**PASSAGE PROVIDED:**
------------------------------------------------------------

Hillary Clinton’s VP pick is a well-regarded senior Democrat, but he has split with labor on the TPP, banking regulation, and even “right-to-work” laws.

The Democratic Party platform that delegates are expected to approve at next week’s convention in Philadelphia absolutely endorses labor rights—spelling out clear support for union organizing and collective bargaining and pushing back against state-based and national attacks on the ability of workers to demand representation and a voice in the workplace.

“Democrats believe so-called ‘right to work’ laws are wrong for workers—such as teachers and other public employees who serve our communities every day—and wrong for America,” the document declares. It goes on:

We will continue to vigorously oppose those laws and other efforts that would eliminate dues check-off procedures, roll-back prevailing wage standards, abolish fair share requirements, restrict the use of voluntary membership payments for political purposes, attack seniority, restrict due process protections, and require annual recertification efforts. We oppose legislation and lawsuits that would strike down laws protecting the rights of teachers and other public employees. We will defend President Obama’s overtime rule, which protects of millions of workers by paying them fairly for their hard work.

That’s a fair expression of where most Democrats stand on labor issues—especially with regard to the fight against the noxious “right-to-work” laws that have been advanced by Republican governors such as Wisconsin’s Scott Walker and Michigan’s Rick Snyder.

But that’s not where Virginia Senator Tim Kaine has stood on labor issues—especially the fight against right-to-work laws. Kaine’s no anti-labor zealot; his Senate voting record is highly rated by the AFL-CIO. But, as The Washington Post noted when the former Virginia governor was preparing his 2012 US Senate bid, “Kaine has supported Virginia’s right-to-work law since he ran for governor in 2005, and his campaign says that position has not changed.”

Kaine, whom Hillary Clinton named as her vice-presidential running-mate Friday, is a congenial and well-regarded senior Democrat. He’s close to President Obama and has been a reasonably reliable member of the Democratic Caucus since his election to the Senate in 2012. A social-justice Catholic who took time off from Harvard Law School to work as a missionary in Honduras, he has in recent years earned high ratings from the Planned Parenthood Action Fund and NARAL Pro-Choice America. As a serious student of the constitution, he had pushed back against executive overreach, especially on matters of war and peace. He has worked with the American Civil Liberties Union, championed international human rights, and consistently advocated for racial justice in a Southern state that not that many decades ago mounted a “massive resistance” to integration.

------------------------------------------------------------

**STORED RECORDS:**
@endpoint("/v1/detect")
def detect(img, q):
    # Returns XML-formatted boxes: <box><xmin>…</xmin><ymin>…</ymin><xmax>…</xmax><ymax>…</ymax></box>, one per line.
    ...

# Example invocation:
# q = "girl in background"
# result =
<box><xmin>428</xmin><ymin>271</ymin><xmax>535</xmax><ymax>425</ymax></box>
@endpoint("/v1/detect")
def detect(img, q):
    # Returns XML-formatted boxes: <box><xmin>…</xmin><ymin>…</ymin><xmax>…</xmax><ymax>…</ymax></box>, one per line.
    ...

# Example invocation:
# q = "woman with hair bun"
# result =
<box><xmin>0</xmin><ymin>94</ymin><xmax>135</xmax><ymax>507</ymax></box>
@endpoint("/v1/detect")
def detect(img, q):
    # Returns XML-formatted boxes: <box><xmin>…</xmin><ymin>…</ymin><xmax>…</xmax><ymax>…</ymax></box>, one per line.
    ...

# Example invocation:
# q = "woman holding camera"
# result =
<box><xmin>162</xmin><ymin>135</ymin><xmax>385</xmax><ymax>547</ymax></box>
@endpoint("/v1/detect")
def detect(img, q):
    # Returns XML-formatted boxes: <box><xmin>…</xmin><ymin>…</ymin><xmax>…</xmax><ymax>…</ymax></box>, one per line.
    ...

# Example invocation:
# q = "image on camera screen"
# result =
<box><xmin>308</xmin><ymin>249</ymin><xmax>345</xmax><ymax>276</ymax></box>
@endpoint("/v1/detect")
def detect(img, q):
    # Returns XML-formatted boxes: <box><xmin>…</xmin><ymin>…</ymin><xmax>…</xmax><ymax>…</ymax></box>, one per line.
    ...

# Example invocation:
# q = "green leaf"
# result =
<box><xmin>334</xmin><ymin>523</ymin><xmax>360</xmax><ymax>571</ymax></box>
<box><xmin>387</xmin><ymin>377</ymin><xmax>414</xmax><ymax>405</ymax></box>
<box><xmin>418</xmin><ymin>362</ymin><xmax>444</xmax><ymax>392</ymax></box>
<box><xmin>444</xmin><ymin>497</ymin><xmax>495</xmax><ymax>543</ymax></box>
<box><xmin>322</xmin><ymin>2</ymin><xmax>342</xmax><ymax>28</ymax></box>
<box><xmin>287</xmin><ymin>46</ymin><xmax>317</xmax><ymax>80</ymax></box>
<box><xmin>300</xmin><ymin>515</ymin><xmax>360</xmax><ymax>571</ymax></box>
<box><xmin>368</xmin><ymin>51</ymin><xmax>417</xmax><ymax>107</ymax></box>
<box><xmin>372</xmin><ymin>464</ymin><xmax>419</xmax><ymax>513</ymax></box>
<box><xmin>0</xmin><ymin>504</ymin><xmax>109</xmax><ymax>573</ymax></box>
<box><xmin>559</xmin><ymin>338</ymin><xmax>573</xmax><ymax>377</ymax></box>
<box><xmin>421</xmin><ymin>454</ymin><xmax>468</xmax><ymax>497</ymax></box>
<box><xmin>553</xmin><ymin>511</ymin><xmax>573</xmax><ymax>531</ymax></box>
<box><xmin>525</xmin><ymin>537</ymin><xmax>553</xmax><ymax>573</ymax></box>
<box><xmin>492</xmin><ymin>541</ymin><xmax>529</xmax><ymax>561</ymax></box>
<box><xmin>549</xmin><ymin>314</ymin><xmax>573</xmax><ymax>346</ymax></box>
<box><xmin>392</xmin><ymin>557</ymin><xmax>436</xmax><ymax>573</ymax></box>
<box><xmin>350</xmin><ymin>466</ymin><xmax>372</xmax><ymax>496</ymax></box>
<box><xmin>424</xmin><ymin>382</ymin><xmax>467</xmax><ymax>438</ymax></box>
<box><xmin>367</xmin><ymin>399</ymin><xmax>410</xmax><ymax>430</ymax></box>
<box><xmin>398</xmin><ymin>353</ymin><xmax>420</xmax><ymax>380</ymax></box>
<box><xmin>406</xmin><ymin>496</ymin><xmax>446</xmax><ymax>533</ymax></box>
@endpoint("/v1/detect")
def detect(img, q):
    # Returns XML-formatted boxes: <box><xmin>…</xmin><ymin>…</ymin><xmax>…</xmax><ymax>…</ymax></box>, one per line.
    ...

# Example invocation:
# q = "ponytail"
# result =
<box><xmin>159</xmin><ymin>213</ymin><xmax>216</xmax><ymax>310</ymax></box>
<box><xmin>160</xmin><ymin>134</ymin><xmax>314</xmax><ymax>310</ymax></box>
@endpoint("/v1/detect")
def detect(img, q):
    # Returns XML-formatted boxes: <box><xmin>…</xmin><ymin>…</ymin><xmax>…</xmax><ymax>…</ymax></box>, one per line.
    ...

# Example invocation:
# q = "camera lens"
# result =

------------------------------------------------------------

**PROBLEM SET:**
1. Reproduce verbatim the stretch of the article on Tim Kaine's labor record from "Hillary Clinton’s VP" through "in the workplace.".
2. Select every line of the listing that contains the word "woman", and copy each of those lines in full.

**EXERCISE RESPONSES:**
1.
Hillary Clinton’s VP pick is a well-regarded senior Democrat, but he has split with labor on the TPP, banking regulation, and even “right-to-work” laws.

The Democratic Party platform that delegates are expected to approve at next week’s convention in Philadelphia absolutely endorses labor rights—spelling out clear support for union organizing and collective bargaining and pushing back against state-based and national attacks on the ability of workers to demand representation and a voice in the workplace.

2.
# q = "woman with hair bun"
# q = "woman holding camera"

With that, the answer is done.